# [Estratto del testo]

------------------------------------------------

DENUNZIA Di DOnATo FRongiLLo.

 

Die vigesima prima mensis martii 1794.

 

Donato Frongillo di Napoli dice essere ebanista, con  casa e bottega al vicolo di Belmonte alle case de' fratelli Parascanolo, di età sua di anni venticinque in circa, ut dicitur principalis denuncians cum iuramento interrogatus et examinatus ; et primo dicit:

 

"Signori illustrissimi, la verità si è questa: come il dopo pranzo del giorno di domenica, sedici del corrente mese di marzo anno 1794, uniti essendo io e li fratelli Angelo e Frarcesco Biancardi, di mestiere il primo indoratore ed il  secondo intagliatore, ci portammo a passeggiare per diverse strade di questa città e verso le ore 22 pervennimmo sul Molo. Stando in que' poggioli sedere ed a discorrere indifferentemente, si unirono a noi Vincenzo Marinelli, ebanista, con bottega nella contrada della Cisterna dell'Olio e con casa incontro il palazzo dell'illustre principe di Belmonte; un di costui fratello di mestiere sartore, che non so a nome; un altro giovine, di mestiere ebanista, soprannominato il Sargente, il quale abita nel vicolo della Candelora; un prete di avanzata età, de' quali non ne so i nomi e casati; la suocera di Vincenzo chiamata Annarella; la di lui moglie chiamata Antoniella; la  moglie del Sargente e la di costei madre; ed un  altro uomo che intesi essere scarparo; li nomi e casati de' quali anche  mi sono ignoti; e tutti ci fermammo a discorrere di cose indifferenti.

 

Dopo alquanto tempo tra noi si determinò di fare una merenda dentro la cantina del Cristo, sita verso la porta piccola di San Giorgio de' Genovesi. Con questo appuntamento partitici tutti noi giunsimo nelle vicinanze dello Spedaletto, ed, essendo ben presto per portarsi in detta cantina, dicemmo a dette donne ed al sacerdote di avviarsi in detta cantina, perché poco dopo saremmo anche noi andati.

------------------------------------------------

# [Cosa fare]
Prosegui la denuncia di Donato Frongillo riportata qui sopra, a partire dalla sua ultima frase.

# [Materiale fornito]
------------------------------------------------

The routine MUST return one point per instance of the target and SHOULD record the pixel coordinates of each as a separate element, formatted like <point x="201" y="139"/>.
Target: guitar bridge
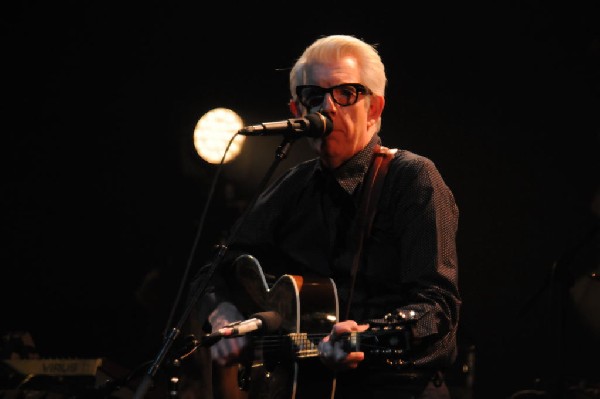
<point x="302" y="346"/>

------------------------------------------------

# [Risposta]
 

Divisici, dunque, presimo a tornarci indietro per il Molo, e, strada facendo, essi di Marinelli, e con precisione il Sargente e 'l Sartore, introdussero un discorso relativamente ai Francesi, e, nel corso del medesimo, dissero a noi se avevamo saputo qualche notizia, de' Francesi, o la presa, che avevan già fatta, di una città, che non mi ricordo come la denominarono. Noi risposimo, cioè io e li fratelli di Biancardi, non averne saputa cosa; e quelli, continuando a discorrere della bravura de' Francesi, dissero finalmente che, per la presa di quella città, erano già vicini a venire in Napoli. Passarono poi a parlare della carestia, ch' era in questa città ne' generi del vitto, e de' prezzi sommamente alterati, e conchiusero che tutto era caro e appena si poteva vivere.

 

Indi proseguirono a dire che loro amavano molto la libertà de' Francesi, perché così non si vedevano tanti aggravi e carestia, né [mancanza di] viveri, causa per la quale erano essi a sottoscriversi in una nota, che stava in mano di un ufficiale (del quale non ispiegarono il nome ed il reggimento), per amici de' Francesi, ai quali unirsisi, subito che arrivavano in questa capitale.

 

E finalmente dissero che, venendo li Francesi, godrebbesi della libertà, dell'abbondanza dei viveri e non si pagava la pigione di casa; e passarono, di più, essi ad invitarci a concorrere e firmare la nota suddetta, sottoscritta d'altri in numero più di trecento.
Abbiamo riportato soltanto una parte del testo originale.